TASK TO CARRY OUT => Rewrite the part of the items that runs from the line containing "I'd appreciate it if you could detect the duck's tail" through the end of the items, changing "detect" to "locate" and leaving everything else as it is.

(Detection items)
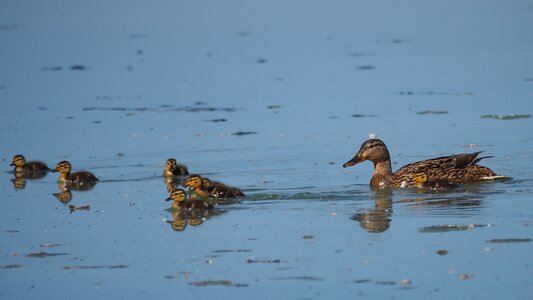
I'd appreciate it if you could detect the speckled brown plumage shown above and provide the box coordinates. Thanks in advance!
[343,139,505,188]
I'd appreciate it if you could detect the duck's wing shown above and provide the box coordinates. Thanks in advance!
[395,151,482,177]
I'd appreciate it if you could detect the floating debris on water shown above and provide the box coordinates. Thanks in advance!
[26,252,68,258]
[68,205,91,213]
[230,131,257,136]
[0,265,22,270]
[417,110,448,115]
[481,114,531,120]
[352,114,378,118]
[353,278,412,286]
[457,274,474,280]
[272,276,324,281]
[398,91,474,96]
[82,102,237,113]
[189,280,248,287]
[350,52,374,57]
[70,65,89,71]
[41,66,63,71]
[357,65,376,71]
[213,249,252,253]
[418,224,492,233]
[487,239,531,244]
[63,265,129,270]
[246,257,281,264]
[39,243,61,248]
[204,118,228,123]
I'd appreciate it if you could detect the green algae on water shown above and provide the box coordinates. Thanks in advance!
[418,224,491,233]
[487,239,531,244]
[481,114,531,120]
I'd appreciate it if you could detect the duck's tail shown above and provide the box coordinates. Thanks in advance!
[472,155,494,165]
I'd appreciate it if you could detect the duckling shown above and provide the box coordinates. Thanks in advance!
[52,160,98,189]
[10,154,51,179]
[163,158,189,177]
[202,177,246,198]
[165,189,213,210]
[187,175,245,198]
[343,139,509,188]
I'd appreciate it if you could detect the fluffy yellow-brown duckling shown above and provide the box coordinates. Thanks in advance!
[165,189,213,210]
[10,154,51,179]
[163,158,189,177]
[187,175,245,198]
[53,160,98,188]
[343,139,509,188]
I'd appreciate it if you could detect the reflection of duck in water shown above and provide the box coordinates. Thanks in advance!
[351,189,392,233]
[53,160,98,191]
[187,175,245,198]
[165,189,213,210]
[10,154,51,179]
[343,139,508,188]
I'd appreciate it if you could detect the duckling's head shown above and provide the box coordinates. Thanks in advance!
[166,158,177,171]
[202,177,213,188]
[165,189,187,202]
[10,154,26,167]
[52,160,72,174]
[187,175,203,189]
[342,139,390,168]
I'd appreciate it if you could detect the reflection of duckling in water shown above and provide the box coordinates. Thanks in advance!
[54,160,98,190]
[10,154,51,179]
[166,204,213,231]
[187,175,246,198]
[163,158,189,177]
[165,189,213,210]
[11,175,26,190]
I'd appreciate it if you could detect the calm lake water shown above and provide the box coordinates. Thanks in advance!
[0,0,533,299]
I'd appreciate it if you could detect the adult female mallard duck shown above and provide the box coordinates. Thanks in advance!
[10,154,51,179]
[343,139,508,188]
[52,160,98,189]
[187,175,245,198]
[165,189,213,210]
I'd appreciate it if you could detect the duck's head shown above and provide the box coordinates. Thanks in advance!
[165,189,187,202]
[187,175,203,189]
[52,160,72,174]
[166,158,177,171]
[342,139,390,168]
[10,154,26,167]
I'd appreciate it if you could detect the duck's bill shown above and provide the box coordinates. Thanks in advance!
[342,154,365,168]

ANSWER TO THIS EXERCISE =>
I'd appreciate it if you could locate the duck's tail shown above and provide the box coordinates. Thanks in advance!
[472,155,494,165]
I'd appreciate it if you could locate the duckling shown above and provide the box coordinates. Thanks in advance!
[52,160,98,189]
[10,154,51,179]
[163,158,189,177]
[202,177,246,198]
[165,189,213,210]
[187,175,245,198]
[343,139,509,188]
I'd appreciate it if you could locate the fluffy yellow-brown duckling shown above and provide the box coordinates. Thanks in advance!
[165,189,213,210]
[10,154,51,179]
[163,158,189,177]
[187,175,245,198]
[53,160,98,188]
[343,139,509,188]
I'd appreciate it if you could locate the reflection of duck in water shown above and provide the box coordinates. Thanks in advance!
[351,189,392,233]
[53,160,98,191]
[187,175,245,198]
[165,189,213,210]
[10,154,51,179]
[343,139,508,188]
I'd appreciate it if you could locate the duckling's head shown above and provide the box coordinates. Thanks in advance!
[166,158,177,171]
[202,177,213,188]
[165,189,187,202]
[10,154,26,167]
[52,160,72,174]
[187,175,203,189]
[342,139,390,168]
I'd appreciate it if you could locate the reflection of duckling in water shown above and provide the box coordinates. Thanks in advance!
[54,160,98,190]
[10,154,51,179]
[166,204,213,231]
[187,175,246,198]
[163,158,189,177]
[165,189,213,210]
[11,175,26,190]
I'd appreciate it if you could locate the calm lake water shown above and provide the box coordinates. Thanks in advance!
[0,0,533,299]
I'd appreciate it if you could locate the adult female mallard duck shown above and provide the box coordinates. Thanks in advance!
[10,154,51,179]
[343,139,508,188]
[52,160,98,189]
[187,175,245,198]
[165,189,213,210]
I'd appreciate it if you could locate the duck's head shown above and provide the box coordinates. Thanks in advance!
[165,189,187,202]
[187,175,203,189]
[52,160,72,174]
[166,158,177,171]
[342,139,390,168]
[10,154,26,167]
I'd appreciate it if you could locate the duck's bill shown above and provide the box coordinates. Thanks in advance!
[342,154,365,168]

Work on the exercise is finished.